# TAREFAS A EXECUTAR
a - Reescreva de forma mais concisa o parágrafo do texto sobre a eleição que começa com "Em torno de 30% do eleitorado", preservando seus fatos principais.
b - Copie, sem qualquer alteração, o trecho do texto sobre a eleição que se inicia com as palavras "Nas últimas quatro" e termina com "política e econômica.".

# EXCERTO DO TEXTO

○ ○ ○

Desde 1994, a eleição só se organiza quando o polo lulista se consolida. Nunca antes isso tinha acontecido tão tardiamente. Como também nunca tinha acontecido antes uma transferência de preferência eleitoral tão rápida e tão massiva como foi a de Lula para Haddad
Marcos Nobre*, Piauí
Em torno de 30% do eleitorado rejeitam o PT de maneira absoluta. Jair Bolsonaro conta com mais da metade da intenção de voto dessa parcela do eleitorado. No outro polo, algo próximo a 30% do eleitorado fecham sem hesitar com uma candidatura lulista. Fernando Haddad conta já com mais da metade da intenção de voto dessa parcela do eleitorado.
Desde 1994, a eleição só se organiza quando o polo lulista se consolida. E foi apenas esta semana que se cristalizou para o eleitorado a candidatura de Haddad como autêntico representante de Lula nesta eleição. Nunca antes isso tinha acontecido tão tardiamente. Como também nunca tinha acontecido antes uma transferência de preferência eleitoral tão rápida e tão massiva como foi a de Lula para Haddad.
Se havia dúvidas, elas se dissiparam, a candidatura de Haddad é dada hoje como certa para uma das vagas no segundo turno. Paradoxalmente, o único acontecimento que pode vir a alterar a situação é se Haddad continuar sua ascensão meteórica e ultrapassar Bolsonaro nas pesquisas a tempo de provocar movimentações eleitorais relevantes. Só um movimento como esse poderia levar o antilulismo a um estado de desespero capaz de provocar abalos no quadro atual.
A eleição finalmente se estruturou. Só que a apenas dezoito dias do primeiro turno.
Que consequências isso tem para o que resta de campanha?
Nas últimas quatro eleições, o momento em que as duas candidaturas líderes se consolidaram foi também o momento de preparar o terreno para o segundo turno. É quando começa a movimentação para derrotar o adversário que já se sabe qual é. Essa preparação de terreno se dá em duas frentes simultâneas, igualmente importantes: a da campanha eleitoral e a da negociação com a elite política e econômica.
Do ponto de vista eleitoral, a preparação para o segundo turno é vista como uma campanha para “baixar a rejeição”. Mas não é exatamente disso que se trata.

○ ○ ○

# MATERIAL EXTRAÍDO
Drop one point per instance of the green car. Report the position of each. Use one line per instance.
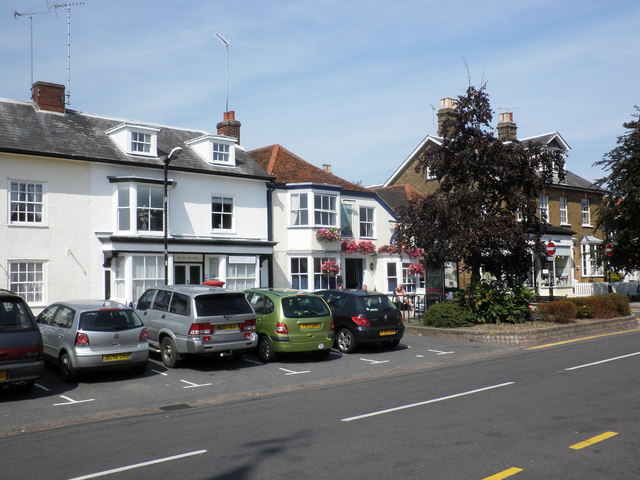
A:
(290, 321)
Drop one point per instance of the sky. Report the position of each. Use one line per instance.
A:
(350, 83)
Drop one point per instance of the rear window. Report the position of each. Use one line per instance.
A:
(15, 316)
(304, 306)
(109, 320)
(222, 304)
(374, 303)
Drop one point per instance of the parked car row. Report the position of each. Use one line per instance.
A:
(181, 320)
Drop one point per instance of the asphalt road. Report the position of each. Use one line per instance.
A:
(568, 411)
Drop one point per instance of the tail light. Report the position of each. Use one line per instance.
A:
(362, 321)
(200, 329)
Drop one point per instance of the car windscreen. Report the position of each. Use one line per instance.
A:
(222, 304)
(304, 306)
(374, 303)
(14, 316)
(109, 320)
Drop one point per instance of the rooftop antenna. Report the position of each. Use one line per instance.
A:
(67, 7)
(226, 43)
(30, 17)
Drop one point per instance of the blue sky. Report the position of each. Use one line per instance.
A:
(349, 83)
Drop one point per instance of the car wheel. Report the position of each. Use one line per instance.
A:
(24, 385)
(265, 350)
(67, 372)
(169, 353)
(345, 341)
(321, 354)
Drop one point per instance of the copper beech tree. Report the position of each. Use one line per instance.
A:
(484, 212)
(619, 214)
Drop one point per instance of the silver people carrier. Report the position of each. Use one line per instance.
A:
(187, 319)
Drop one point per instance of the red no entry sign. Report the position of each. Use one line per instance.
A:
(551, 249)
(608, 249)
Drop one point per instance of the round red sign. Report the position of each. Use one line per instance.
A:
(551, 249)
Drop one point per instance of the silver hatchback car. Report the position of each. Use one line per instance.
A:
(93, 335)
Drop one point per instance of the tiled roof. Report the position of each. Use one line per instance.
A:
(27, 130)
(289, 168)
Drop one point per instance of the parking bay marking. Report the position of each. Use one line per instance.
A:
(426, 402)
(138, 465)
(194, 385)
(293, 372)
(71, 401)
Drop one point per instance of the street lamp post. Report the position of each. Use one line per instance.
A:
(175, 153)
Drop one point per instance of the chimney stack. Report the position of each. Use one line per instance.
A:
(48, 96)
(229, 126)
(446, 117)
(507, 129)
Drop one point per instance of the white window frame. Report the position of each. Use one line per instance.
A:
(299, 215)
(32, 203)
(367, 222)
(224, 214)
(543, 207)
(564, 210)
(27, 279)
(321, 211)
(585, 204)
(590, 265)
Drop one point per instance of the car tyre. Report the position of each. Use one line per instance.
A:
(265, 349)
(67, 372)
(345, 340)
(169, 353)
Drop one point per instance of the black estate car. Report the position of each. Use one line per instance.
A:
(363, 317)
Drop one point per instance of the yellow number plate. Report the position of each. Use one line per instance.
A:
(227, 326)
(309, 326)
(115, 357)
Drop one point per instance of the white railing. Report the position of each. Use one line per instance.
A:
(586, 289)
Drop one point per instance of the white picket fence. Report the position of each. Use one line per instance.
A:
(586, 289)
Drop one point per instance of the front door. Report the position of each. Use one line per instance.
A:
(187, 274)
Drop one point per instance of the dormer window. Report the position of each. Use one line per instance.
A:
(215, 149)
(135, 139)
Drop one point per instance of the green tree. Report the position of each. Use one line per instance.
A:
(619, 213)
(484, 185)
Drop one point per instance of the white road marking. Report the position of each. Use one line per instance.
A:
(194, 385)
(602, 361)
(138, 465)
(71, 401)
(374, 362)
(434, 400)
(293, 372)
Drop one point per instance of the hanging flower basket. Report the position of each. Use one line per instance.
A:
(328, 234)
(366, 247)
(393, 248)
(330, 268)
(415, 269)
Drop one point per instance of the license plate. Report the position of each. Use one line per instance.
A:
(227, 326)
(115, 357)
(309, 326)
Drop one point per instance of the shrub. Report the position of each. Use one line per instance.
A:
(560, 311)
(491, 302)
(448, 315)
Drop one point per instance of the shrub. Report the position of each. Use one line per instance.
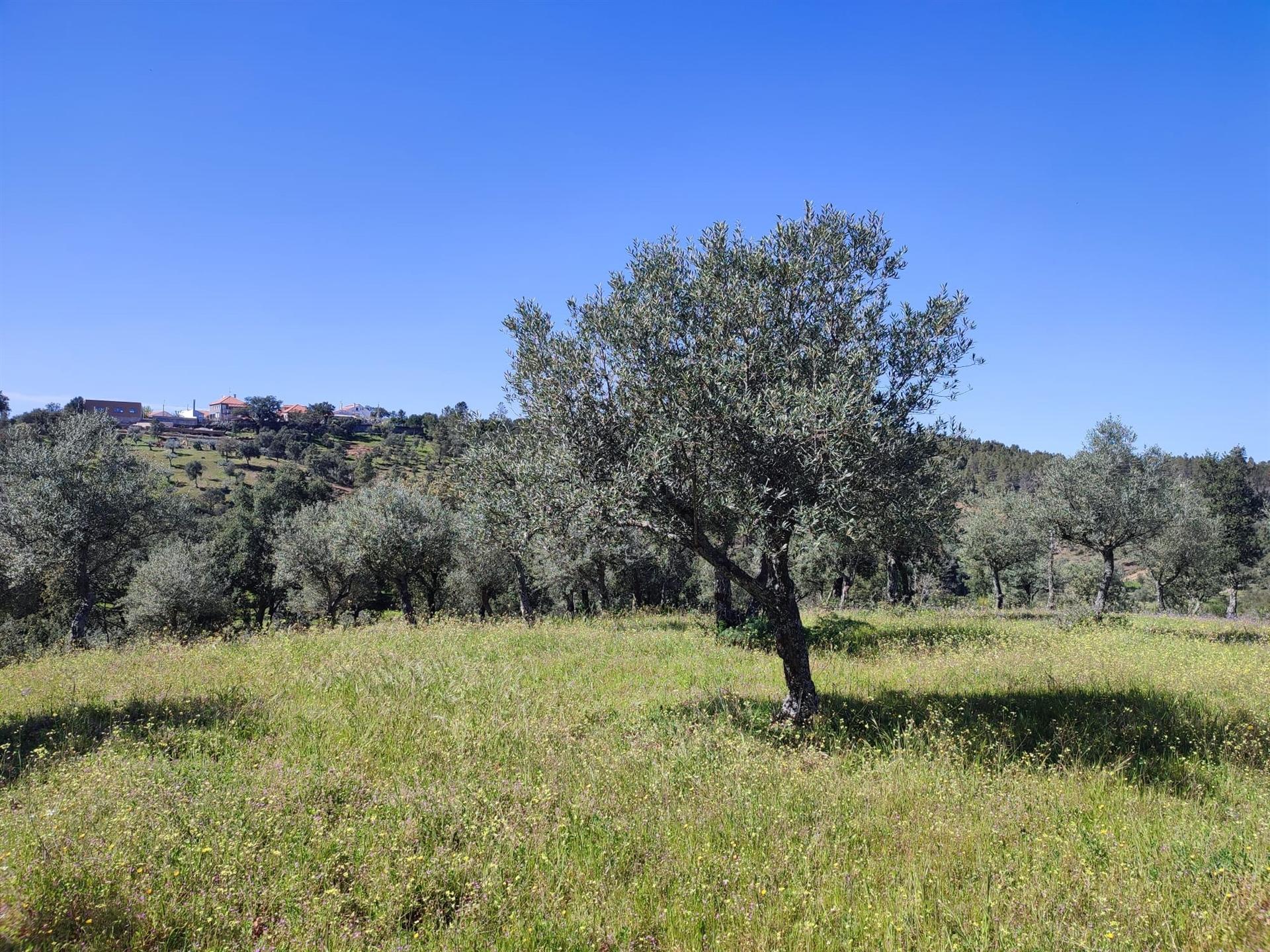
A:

○ ○ ○

# RESULTADOS DO EXERCÍCIO
a - Cerca de 30% do eleitorado rejeita o PT de forma absoluta, e Jair Bolsonaro tem mais da metade das intenções de voto desse grupo. No polo oposto, perto de 30% apoia sem hesitar uma candidatura lulista, e Fernando Haddad já reúne mais da metade das intenções de voto desse segmento.

b -
Nas últimas quatro eleições, o momento em que as duas candidaturas líderes se consolidaram foi também o momento de preparar o terreno para o segundo turno. É quando começa a movimentação para derrotar o adversário que já se sabe qual é. Essa preparação de terreno se dá em duas frentes simultâneas, igualmente importantes: a da campanha eleitoral e a da negociação com a elite política e econômica.